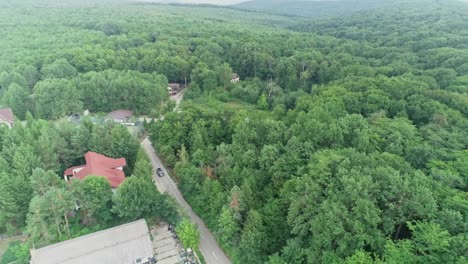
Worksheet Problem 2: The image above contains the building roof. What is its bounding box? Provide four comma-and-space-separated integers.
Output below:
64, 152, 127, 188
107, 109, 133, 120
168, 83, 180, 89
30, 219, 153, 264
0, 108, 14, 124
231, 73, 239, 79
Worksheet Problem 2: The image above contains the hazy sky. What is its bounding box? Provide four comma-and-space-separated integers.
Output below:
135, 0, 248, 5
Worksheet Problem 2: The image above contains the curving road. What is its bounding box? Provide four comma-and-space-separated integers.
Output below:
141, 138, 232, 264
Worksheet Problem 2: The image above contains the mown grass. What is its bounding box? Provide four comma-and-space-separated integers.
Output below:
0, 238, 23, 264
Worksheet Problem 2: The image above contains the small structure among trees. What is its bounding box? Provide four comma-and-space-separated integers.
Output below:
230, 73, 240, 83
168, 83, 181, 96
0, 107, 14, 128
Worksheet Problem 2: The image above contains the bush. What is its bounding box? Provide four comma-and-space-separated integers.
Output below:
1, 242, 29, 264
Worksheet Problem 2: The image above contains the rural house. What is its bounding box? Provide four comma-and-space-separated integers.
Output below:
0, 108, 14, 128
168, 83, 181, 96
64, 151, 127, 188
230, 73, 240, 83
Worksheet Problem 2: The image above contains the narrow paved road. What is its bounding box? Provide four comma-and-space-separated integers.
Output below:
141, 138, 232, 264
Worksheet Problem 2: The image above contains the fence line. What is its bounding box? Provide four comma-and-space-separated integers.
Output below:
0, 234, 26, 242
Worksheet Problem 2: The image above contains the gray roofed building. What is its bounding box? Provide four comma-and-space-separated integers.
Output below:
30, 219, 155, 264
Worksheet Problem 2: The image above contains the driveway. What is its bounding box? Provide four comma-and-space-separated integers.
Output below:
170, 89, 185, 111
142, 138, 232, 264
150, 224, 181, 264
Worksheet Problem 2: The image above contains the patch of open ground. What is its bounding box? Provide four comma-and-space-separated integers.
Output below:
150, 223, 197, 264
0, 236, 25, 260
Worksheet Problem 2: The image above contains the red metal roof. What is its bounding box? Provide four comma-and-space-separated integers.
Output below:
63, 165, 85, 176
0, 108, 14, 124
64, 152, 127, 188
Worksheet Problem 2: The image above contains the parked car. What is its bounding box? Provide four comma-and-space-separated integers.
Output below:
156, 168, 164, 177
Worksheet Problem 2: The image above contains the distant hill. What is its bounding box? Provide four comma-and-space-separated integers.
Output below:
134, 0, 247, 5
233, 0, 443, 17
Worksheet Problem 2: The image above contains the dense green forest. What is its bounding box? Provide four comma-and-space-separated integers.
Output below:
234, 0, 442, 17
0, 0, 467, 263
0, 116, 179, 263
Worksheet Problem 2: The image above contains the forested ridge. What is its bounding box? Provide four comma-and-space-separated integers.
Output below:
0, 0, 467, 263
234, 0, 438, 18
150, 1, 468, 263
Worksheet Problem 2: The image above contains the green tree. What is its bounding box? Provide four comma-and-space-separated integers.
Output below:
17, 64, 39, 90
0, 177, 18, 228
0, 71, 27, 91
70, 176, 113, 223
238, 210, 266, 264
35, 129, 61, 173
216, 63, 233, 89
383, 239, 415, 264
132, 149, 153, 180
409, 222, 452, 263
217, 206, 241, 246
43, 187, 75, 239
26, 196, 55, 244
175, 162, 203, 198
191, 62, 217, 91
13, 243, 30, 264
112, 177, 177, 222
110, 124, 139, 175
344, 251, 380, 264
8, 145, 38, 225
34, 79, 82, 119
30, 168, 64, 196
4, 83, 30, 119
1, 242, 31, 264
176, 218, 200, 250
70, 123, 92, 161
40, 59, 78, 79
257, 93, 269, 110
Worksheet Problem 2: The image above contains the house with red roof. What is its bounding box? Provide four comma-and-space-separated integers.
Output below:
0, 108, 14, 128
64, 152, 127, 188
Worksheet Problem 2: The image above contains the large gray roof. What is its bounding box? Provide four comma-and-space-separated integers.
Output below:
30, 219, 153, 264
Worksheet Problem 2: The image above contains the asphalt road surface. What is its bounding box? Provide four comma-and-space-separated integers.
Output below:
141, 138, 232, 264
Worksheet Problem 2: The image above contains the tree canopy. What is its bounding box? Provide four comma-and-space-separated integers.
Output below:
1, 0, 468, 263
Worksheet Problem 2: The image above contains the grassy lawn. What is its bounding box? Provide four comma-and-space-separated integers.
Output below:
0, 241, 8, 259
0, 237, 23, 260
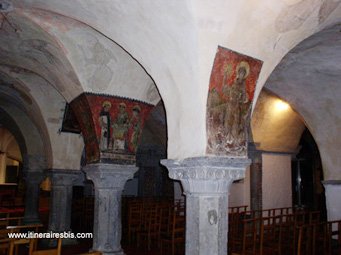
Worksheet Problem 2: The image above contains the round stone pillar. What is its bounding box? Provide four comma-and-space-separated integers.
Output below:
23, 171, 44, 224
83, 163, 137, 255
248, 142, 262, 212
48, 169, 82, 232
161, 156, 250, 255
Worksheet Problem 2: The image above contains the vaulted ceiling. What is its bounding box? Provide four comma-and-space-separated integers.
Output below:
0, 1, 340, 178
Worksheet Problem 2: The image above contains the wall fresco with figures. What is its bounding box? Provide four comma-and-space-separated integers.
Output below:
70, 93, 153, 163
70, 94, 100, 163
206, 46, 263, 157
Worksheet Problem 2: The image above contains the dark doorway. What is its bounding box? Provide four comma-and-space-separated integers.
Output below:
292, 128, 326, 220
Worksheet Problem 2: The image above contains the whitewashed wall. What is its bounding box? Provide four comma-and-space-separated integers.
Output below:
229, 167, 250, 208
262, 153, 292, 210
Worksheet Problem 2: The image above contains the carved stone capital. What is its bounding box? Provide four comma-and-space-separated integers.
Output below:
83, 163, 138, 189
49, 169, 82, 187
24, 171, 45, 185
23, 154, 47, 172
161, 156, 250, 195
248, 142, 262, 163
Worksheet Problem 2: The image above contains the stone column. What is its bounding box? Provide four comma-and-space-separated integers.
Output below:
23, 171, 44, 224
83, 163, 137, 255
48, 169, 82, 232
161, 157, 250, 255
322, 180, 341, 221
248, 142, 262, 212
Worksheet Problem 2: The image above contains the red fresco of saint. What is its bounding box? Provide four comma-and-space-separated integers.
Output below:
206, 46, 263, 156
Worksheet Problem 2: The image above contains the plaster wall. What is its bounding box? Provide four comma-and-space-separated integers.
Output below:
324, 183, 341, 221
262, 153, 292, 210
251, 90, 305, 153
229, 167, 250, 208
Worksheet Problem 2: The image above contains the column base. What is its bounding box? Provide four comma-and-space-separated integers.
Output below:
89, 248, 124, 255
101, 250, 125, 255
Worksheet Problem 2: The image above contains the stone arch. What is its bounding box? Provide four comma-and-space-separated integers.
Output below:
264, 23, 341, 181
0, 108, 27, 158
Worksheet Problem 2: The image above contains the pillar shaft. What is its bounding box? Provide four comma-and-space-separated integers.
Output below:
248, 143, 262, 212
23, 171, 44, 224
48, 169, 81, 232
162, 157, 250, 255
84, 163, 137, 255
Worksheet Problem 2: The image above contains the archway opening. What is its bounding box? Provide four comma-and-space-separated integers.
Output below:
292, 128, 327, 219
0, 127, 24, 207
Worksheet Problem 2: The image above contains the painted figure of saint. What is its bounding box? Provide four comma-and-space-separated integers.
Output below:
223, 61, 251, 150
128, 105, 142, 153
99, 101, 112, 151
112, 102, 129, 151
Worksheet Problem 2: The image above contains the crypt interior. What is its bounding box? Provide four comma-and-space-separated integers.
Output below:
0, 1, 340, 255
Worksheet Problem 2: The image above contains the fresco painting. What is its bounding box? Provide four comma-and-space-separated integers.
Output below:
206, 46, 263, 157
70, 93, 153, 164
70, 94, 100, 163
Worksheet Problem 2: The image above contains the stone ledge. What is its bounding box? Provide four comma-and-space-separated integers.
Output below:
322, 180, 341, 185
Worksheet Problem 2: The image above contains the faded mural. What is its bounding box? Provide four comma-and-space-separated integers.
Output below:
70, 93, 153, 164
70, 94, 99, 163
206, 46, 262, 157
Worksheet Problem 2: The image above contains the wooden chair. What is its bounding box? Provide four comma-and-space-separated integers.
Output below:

## About this exercise
List each line of the records that holds the string "column".

## Solution
Worksheet Problem 2: The image above contains the stone column. What is its bounding box? Provide four comma-and-space-separated integers.
Worksheet Problem 2: The image above contains the column base. What is its bounding box? Provide four comma-and-space-separated integers.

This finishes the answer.